» Materials provided:
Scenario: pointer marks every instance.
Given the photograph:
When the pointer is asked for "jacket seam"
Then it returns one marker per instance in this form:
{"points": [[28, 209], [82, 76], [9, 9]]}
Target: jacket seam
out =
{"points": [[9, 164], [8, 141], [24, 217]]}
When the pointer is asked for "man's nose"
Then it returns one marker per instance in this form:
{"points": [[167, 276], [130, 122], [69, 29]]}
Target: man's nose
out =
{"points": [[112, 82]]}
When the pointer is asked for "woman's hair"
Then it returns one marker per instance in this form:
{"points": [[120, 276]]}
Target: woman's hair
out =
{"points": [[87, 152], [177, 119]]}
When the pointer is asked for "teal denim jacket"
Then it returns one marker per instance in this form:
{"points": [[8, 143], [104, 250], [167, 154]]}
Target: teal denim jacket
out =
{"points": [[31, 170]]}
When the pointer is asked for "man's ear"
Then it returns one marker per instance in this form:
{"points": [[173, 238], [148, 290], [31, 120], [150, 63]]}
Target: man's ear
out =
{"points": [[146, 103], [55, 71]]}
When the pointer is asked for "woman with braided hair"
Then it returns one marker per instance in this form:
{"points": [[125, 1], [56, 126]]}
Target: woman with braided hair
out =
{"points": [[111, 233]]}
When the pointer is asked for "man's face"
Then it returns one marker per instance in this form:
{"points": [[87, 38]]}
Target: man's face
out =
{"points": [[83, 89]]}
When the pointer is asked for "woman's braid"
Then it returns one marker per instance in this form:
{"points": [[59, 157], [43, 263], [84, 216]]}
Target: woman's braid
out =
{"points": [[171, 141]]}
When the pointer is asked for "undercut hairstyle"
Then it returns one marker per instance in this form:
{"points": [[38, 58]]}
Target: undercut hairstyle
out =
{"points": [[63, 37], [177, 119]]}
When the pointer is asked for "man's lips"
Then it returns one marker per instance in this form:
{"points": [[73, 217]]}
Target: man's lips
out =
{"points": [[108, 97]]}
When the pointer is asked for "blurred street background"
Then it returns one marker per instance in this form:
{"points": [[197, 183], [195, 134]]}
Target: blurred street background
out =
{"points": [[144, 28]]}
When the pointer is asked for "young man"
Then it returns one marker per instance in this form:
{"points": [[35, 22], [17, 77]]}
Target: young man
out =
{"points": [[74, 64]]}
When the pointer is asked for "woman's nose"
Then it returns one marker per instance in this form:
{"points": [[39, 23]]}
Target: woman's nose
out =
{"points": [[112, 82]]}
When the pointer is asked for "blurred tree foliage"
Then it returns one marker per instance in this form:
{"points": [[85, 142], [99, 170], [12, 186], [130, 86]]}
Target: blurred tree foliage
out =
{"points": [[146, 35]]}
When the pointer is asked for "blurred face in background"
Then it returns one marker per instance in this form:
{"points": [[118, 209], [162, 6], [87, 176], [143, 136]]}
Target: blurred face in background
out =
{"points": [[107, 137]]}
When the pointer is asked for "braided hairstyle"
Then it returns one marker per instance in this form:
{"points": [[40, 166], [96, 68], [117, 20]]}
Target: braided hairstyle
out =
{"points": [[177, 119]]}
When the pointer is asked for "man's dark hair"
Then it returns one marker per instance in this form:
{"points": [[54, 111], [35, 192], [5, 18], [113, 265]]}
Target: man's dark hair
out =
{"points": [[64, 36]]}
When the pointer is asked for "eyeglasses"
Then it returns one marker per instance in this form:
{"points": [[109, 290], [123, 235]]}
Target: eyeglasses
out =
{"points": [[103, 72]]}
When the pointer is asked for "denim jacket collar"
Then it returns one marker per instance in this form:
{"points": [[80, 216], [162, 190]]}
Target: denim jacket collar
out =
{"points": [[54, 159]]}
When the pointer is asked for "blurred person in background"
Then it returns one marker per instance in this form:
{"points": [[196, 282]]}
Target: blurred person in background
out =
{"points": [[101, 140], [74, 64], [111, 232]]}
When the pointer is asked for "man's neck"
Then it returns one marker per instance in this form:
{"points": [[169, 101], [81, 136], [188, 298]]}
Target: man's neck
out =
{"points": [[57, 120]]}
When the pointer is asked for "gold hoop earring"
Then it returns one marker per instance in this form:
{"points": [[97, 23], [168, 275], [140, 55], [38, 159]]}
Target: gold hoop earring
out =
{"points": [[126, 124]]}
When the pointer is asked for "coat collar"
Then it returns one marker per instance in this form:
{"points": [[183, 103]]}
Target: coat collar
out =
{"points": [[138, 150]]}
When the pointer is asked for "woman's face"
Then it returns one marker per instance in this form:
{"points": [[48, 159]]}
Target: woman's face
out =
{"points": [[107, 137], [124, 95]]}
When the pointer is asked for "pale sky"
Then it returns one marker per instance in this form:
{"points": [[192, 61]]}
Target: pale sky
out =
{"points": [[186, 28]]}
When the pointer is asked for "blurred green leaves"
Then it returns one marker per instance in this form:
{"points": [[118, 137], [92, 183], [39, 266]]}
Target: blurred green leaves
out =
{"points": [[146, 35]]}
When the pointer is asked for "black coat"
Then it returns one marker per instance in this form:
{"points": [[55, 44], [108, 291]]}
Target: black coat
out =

» Your instructions:
Identify each line in the items above that contains the word "seam" and copy those lines.

» Solution to this exercise:
When the pointer is asked for "jacket seam"
Target: jacket seam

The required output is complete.